What is asked: Each line of the material must be returned exactly.

Given records:
────

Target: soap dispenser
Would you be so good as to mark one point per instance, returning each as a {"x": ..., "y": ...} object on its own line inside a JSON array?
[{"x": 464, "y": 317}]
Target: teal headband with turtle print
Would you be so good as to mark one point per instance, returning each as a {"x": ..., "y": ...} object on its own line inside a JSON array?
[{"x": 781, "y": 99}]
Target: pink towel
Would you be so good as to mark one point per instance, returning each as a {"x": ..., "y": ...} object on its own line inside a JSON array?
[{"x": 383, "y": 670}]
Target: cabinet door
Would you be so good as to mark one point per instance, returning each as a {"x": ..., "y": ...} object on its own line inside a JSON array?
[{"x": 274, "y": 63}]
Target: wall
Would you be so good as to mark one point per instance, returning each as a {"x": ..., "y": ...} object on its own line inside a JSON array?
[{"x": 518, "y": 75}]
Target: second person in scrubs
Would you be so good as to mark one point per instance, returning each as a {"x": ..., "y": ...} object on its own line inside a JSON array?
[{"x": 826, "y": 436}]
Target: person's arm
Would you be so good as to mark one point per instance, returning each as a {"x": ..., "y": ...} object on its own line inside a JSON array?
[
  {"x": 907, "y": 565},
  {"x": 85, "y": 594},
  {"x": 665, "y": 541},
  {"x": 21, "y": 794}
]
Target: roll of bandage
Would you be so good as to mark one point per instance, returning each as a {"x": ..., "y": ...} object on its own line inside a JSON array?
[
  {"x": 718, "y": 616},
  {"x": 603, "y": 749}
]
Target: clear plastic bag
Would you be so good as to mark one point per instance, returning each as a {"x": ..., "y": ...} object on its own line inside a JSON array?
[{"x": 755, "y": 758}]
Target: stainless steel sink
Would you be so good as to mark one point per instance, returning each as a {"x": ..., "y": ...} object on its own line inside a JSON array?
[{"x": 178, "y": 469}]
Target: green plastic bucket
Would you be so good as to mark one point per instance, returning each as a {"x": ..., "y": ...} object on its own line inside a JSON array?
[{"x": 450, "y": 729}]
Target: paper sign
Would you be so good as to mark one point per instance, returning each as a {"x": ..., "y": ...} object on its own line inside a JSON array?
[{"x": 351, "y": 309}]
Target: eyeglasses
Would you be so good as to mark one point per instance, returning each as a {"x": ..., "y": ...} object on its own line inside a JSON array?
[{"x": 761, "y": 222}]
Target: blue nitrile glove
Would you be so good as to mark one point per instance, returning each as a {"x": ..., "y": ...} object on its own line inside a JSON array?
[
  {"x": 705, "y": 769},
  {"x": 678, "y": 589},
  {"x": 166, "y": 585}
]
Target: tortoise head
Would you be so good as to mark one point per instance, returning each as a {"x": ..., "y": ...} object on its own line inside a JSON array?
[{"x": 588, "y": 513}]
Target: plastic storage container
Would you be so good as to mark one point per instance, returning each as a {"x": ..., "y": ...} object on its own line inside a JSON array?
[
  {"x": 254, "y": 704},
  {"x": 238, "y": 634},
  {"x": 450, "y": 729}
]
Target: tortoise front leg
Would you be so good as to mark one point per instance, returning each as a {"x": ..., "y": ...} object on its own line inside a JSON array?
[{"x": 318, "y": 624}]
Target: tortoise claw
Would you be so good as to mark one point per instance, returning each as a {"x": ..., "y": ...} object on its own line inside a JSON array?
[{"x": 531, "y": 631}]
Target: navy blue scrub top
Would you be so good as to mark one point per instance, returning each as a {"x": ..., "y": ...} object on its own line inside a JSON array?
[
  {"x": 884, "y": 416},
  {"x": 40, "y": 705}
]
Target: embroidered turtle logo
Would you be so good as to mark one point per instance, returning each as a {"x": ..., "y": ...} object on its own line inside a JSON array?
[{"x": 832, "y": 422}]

────

Response:
Target: soap dispenser
Would you be so good as to mark one point per instance, returning each as a {"x": ..., "y": ...} object on its own line inside a JSON array?
[{"x": 464, "y": 317}]
Target: teal headband with turtle print
Would you be so good as to mark one point per instance, returning each as a {"x": ..., "y": ...} object on its own line inside a JSON array?
[{"x": 781, "y": 99}]
Target: pink towel
Would you be so good as to mark one point per instance, returning each as a {"x": ..., "y": ...} object on its own line inside a JSON array?
[{"x": 383, "y": 670}]
Target: cabinet door
Would you be so good as to mark one point per instance, returning each as a {"x": ..., "y": ...} object on its own line inside a JSON array?
[{"x": 274, "y": 63}]
Target: wall
Would you be so good as to mark one point per instance, returning each as a {"x": ..., "y": ...} object on its own line inside a JSON array?
[{"x": 518, "y": 75}]
Target: second person in scrubs
Would you be so good as to mark one point per instance, returning each as a {"x": ..., "y": ...} object on its own line inside a JSON array?
[{"x": 826, "y": 436}]
Target: person's arm
Would you be so good as to mark one point per instance, returning each as a {"x": ..., "y": ...} object on its own line inside a JSON array?
[
  {"x": 907, "y": 565},
  {"x": 85, "y": 594},
  {"x": 665, "y": 541},
  {"x": 21, "y": 794}
]
Target: roll of bandage
Would you be so good as to mark one point per instance, returning each as a {"x": ..., "y": ...} object on its own line inside a JSON array?
[
  {"x": 718, "y": 616},
  {"x": 603, "y": 749}
]
Target: clear plastic bag
Would you be so good as to mark one point per instance, returning each as a {"x": ..., "y": ...} object on its own line inside a JSON array?
[{"x": 755, "y": 758}]
Target: stainless steel sink
Would you be so good as to mark one point per instance, returning each as a {"x": ..., "y": ...} object on its own line inside a JSON array?
[{"x": 178, "y": 469}]
Target: green plastic bucket
Would you be so good as to mark one point per instance, returning each as a {"x": ..., "y": ...} object on its own line inside a JSON array?
[{"x": 450, "y": 729}]
Target: paper sign
Would you be so good as to mark one point per instance, returning each as a {"x": ..., "y": ...} object on its own line inside a JSON array?
[{"x": 351, "y": 309}]
Target: eyeglasses
Would you be so good as to mark one point per instance, returning each as a {"x": ..., "y": ...} object on its own line inside a JSON array?
[{"x": 761, "y": 222}]
Target: blue nitrile glove
Would you be so good as to mark one point per instance, returning each as a {"x": ..., "y": ...} object on its own line inside a JSON array?
[
  {"x": 705, "y": 769},
  {"x": 678, "y": 589},
  {"x": 166, "y": 585}
]
Target: tortoise head
Would you be so good as to mark one point per instance, returning each as a {"x": ..., "y": ...} object on its own line inside a JSON array?
[{"x": 588, "y": 513}]
Target: plastic storage container
Would you be so good as to mark one point per instance, returning each as a {"x": ..., "y": ...} object on its own line inside a JSON array?
[
  {"x": 254, "y": 704},
  {"x": 238, "y": 634},
  {"x": 450, "y": 729}
]
Target: tortoise front leg
Would you be so good as to mark one point per instance, returning each as a {"x": ..., "y": ...} object on its own line inside a JSON array?
[{"x": 318, "y": 624}]
Target: tortoise claw
Would you be so good as to mark one point per instance, returning each as a {"x": ..., "y": ...} object on its own line inside a JSON array?
[{"x": 531, "y": 631}]
Target: navy blue scrub top
Would you be so good as to mark one point per instance, returning each as a {"x": ..., "y": ...} object on its own line inside a JSON array?
[
  {"x": 884, "y": 416},
  {"x": 40, "y": 705}
]
Target: embroidered turtle logo
Would you be so good as to mark one point per instance, returning each as a {"x": ..., "y": ...} object on its own line inside a JSON array?
[{"x": 832, "y": 422}]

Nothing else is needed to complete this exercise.